— Exercise requirements —
Reproduce the following lines verbatim, omitting the pictures.

— Provided entries —
○ ○ ○

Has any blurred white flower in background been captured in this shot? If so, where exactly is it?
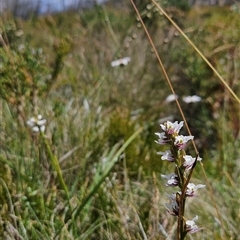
[27,114,47,132]
[182,95,202,103]
[111,57,131,67]
[165,94,178,103]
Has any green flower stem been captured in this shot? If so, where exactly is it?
[40,131,69,200]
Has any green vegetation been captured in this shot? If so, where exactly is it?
[0,1,240,240]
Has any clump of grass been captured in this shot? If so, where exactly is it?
[0,1,239,239]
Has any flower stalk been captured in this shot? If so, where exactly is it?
[156,121,205,240]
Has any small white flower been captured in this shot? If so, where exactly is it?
[183,155,202,170]
[182,95,202,103]
[27,114,47,132]
[174,135,194,150]
[157,150,175,162]
[186,183,206,197]
[161,173,179,187]
[185,216,203,233]
[155,132,170,145]
[160,121,183,135]
[111,57,131,67]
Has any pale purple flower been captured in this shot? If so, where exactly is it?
[165,193,179,216]
[161,173,179,187]
[155,132,170,145]
[27,114,47,132]
[183,155,202,170]
[174,135,194,150]
[185,216,203,233]
[186,183,206,197]
[160,121,183,135]
[157,150,175,162]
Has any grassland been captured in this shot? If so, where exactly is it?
[0,0,240,240]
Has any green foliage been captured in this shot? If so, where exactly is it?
[0,4,240,239]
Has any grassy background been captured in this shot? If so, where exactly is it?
[0,0,240,239]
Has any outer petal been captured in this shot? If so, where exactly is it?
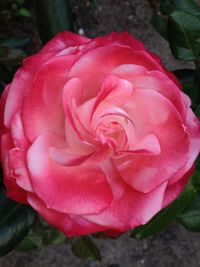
[22,57,75,141]
[69,43,166,100]
[28,133,112,217]
[1,133,27,204]
[115,89,189,192]
[84,161,167,232]
[28,193,106,237]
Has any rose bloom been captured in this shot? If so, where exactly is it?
[1,32,200,237]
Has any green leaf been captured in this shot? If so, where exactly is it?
[178,194,200,232]
[17,232,42,252]
[72,236,101,261]
[45,228,68,245]
[173,69,198,108]
[131,182,196,239]
[173,69,195,84]
[17,7,32,17]
[151,14,168,40]
[168,11,200,60]
[160,0,200,16]
[36,0,73,43]
[0,36,31,48]
[0,45,26,65]
[0,188,35,256]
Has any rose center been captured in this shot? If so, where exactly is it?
[95,121,126,151]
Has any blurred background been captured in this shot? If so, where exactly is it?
[0,0,200,267]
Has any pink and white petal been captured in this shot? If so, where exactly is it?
[69,44,162,100]
[27,133,112,214]
[1,133,27,204]
[84,161,167,232]
[115,89,189,193]
[65,120,95,155]
[120,71,188,119]
[22,57,77,141]
[111,64,147,79]
[169,109,200,184]
[163,167,194,208]
[49,147,94,167]
[118,134,161,155]
[91,75,133,115]
[28,193,105,237]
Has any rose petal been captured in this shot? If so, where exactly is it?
[28,193,105,237]
[27,133,112,214]
[1,133,27,204]
[84,161,167,231]
[115,89,189,193]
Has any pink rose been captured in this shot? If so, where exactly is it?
[1,32,200,236]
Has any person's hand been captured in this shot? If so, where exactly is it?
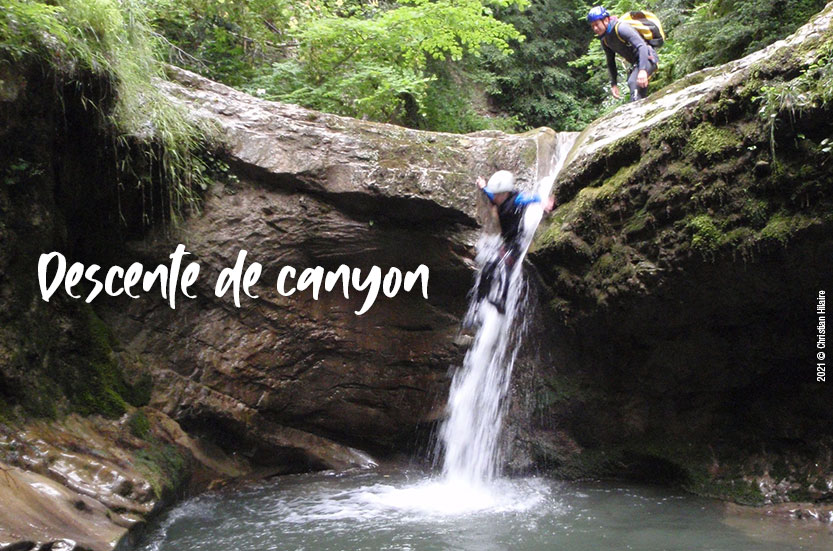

○ ○ ○

— Right answer —
Has any blurred white flower in background been captured in this shot? If so, where exactly is it?
[27,114,47,132]
[182,95,202,103]
[111,57,131,67]
[165,94,178,103]
Has any green flower stem been captured in this shot? If so, where exactly is it?
[40,131,69,200]
Has any green vegetation been captured in this shot? If so, where exactly is it?
[0,1,240,240]
Has any clump of grass been captured in this shot? If so, where exactly is it?
[0,1,239,239]
Has any flower stalk been captured in this shot? If so, where exactly is it?
[156,121,205,240]
Has any small white flower been captured in this shot? If so, where exactly is it?
[183,155,202,170]
[182,95,202,103]
[27,114,47,132]
[174,135,194,150]
[157,150,175,162]
[186,183,206,197]
[161,173,179,187]
[185,216,203,233]
[155,132,170,145]
[160,121,183,135]
[111,57,131,67]
Has any pale purple flower been captured in this shot? If so, where exactly is it?
[165,193,179,216]
[161,173,179,187]
[155,132,170,145]
[27,114,47,132]
[183,155,202,170]
[174,135,194,150]
[185,216,203,233]
[186,183,206,197]
[160,121,183,135]
[157,150,175,162]
Has any grassland been captured in this shot? If so, where exactly is it?
[0,0,240,240]
Has any green foliage been captured in this shot? If so, where exactly is it?
[0,4,240,239]
Has any grassy background been captured in this shot? If so, where exactly is it?
[0,0,240,239]
Has any outer petal been captured in this shot? If so, where exactly is it?
[22,57,75,141]
[69,43,166,100]
[28,133,112,217]
[1,133,27,204]
[115,89,189,192]
[84,161,167,232]
[28,193,106,237]
Has any rose bloom been captured in this shot? If so, where exactly is it?
[1,32,200,237]
Has any green leaf been captured in this shot? If so, where exactly is it?
[178,194,200,232]
[17,232,42,252]
[72,236,101,261]
[45,228,68,245]
[173,69,198,108]
[131,182,196,239]
[173,69,195,84]
[17,7,32,17]
[151,14,168,40]
[168,11,200,60]
[160,0,200,16]
[36,0,73,43]
[0,36,31,48]
[0,45,26,65]
[0,188,35,256]
Has any rose center been captured in this shot? If so, where exactly is it?
[95,121,126,151]
Has any blurred background been captured in this shot? If so, where exactly is it?
[0,0,200,267]
Has any pink and white petal been captured in this shot? If so, where exactly is it?
[69,44,162,100]
[27,133,112,214]
[1,133,27,204]
[84,161,167,232]
[115,89,189,193]
[65,120,95,155]
[120,71,188,119]
[22,57,77,141]
[111,64,147,79]
[169,109,200,184]
[163,167,194,208]
[49,147,94,167]
[118,134,161,155]
[91,75,133,115]
[28,193,105,237]
Has any rose petal been captured in this shot? If so, where exactly is it?
[28,193,105,237]
[27,133,112,214]
[1,133,27,204]
[84,161,167,231]
[115,89,189,193]
Has any pink rose been captured in this shot? If so, where exactly is it?
[1,32,200,236]
Has any person's hand been captured in this shot? If so, where exactly is it?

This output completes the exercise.